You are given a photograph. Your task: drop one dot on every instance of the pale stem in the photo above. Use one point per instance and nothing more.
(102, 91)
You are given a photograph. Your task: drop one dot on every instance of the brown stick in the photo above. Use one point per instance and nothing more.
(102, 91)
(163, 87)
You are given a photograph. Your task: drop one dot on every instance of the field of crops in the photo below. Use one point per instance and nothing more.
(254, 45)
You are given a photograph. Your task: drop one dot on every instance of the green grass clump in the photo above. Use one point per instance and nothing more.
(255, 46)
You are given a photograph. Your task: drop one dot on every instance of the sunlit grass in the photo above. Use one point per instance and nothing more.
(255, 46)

——

» **SET TASK**:
Rewrite every line of the material above, including the requests. Scale each point coordinate in the answers by 0.3 and round it to the nearest whole number, with halves rounded up.

» **THE SOLUTION**:
You are given a photograph. Your task: drop one dot on every instance of the pale stem in the photo above. Use one point per instance and nothing more.
(31, 27)
You are given a photograph. Your task: drop one dot on every instance of the brown stick in the photo above. Use one point per instance and nothing more.
(31, 27)
(49, 26)
You are given a photograph. Your task: drop one dot on every instance of the field of crops in the photo below. Use one point per instance and nothing more.
(76, 14)
You are given a photograph. Your task: drop one dot on every instance of the green grass clump in the photo above. Use one point per instance and nothing more.
(77, 14)
You are given a photograph. Your task: drop one dot on every instance of the sunlit grass in the photo above. Use one point per instance and nothing more.
(77, 14)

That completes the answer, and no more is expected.